- **WHAT NEEDS TO BE DONE**
Exactly as given, output all the records that follow.

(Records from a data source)
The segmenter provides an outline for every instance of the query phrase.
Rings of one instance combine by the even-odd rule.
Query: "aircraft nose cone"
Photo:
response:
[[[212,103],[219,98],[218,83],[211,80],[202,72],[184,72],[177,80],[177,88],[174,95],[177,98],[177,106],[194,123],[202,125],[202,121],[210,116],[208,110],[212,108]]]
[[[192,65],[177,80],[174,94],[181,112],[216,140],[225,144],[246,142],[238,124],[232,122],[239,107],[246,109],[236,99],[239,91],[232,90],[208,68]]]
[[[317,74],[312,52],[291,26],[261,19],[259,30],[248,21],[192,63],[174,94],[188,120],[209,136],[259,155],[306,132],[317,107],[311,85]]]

- **RESULT FOR THIS TASK**
The segmenter provides an outline for every instance of the query phrase.
Rings of one instance combine by the even-odd rule.
Query: "aircraft nose cone"
Photo:
response:
[[[212,103],[219,98],[218,83],[211,80],[202,72],[184,72],[177,80],[177,88],[174,95],[177,98],[177,106],[194,123],[202,125],[202,121],[210,116],[208,110],[212,108]]]
[[[192,65],[177,80],[174,94],[181,112],[216,140],[225,144],[246,142],[238,124],[232,122],[239,107],[246,109],[236,99],[239,91],[232,90],[208,68]]]
[[[317,74],[312,52],[291,26],[261,19],[259,30],[248,21],[192,63],[174,94],[188,120],[209,136],[259,155],[306,132],[317,107],[311,85]]]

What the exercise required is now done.